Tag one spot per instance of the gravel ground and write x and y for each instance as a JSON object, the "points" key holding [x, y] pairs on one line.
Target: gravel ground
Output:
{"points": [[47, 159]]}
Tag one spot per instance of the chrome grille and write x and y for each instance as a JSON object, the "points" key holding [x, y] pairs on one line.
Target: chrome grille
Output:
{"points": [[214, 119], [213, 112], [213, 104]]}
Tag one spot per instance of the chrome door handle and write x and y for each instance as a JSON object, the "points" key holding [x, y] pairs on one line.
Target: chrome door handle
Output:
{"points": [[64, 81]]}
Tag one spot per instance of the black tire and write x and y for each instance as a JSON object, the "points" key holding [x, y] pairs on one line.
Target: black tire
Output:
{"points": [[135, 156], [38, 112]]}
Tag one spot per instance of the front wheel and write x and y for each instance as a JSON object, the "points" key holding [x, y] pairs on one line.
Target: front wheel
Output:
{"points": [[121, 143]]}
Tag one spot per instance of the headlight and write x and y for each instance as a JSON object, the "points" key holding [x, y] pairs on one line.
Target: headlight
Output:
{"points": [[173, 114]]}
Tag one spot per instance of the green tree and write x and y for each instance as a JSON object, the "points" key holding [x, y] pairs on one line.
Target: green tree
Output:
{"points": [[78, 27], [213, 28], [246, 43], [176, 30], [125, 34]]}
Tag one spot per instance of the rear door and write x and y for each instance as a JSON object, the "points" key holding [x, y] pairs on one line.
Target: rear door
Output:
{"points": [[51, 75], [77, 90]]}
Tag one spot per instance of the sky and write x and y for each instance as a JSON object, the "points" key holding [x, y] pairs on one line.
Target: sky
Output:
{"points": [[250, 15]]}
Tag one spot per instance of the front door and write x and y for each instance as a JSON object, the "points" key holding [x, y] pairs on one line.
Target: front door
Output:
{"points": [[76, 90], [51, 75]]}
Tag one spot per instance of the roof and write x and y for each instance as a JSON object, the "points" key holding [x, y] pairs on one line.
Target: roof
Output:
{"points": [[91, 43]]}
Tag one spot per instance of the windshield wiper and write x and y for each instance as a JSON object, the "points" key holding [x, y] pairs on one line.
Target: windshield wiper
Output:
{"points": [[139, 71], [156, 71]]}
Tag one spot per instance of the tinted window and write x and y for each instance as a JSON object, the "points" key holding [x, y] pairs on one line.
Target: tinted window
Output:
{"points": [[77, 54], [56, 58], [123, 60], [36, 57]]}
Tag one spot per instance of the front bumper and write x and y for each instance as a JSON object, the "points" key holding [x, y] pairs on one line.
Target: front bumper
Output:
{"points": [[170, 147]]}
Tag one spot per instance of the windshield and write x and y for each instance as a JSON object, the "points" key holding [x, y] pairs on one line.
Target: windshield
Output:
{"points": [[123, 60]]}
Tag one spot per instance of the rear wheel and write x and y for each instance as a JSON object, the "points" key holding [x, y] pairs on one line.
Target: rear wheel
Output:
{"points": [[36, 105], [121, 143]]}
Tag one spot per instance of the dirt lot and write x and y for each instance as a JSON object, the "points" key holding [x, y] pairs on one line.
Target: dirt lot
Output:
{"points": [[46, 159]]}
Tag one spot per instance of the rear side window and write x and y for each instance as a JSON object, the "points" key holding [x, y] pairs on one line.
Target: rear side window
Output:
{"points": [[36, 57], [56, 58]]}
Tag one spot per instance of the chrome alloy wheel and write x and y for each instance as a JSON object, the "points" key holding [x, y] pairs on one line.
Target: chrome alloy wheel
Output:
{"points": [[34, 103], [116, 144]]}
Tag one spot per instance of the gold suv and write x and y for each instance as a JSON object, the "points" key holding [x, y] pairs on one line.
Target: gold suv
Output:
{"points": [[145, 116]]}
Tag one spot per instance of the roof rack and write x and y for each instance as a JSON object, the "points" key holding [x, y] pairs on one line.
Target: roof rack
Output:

※ ※ ※

- Exercise prompt -
Working through the records, find each line containing the word "tinted" and copy it.

- Solution for this problem -
Tag one spot per instance of the tinted window and write x and y for each instance as a JSON object, the "points" key holding [x, y] pairs on one line.
Target: tinted window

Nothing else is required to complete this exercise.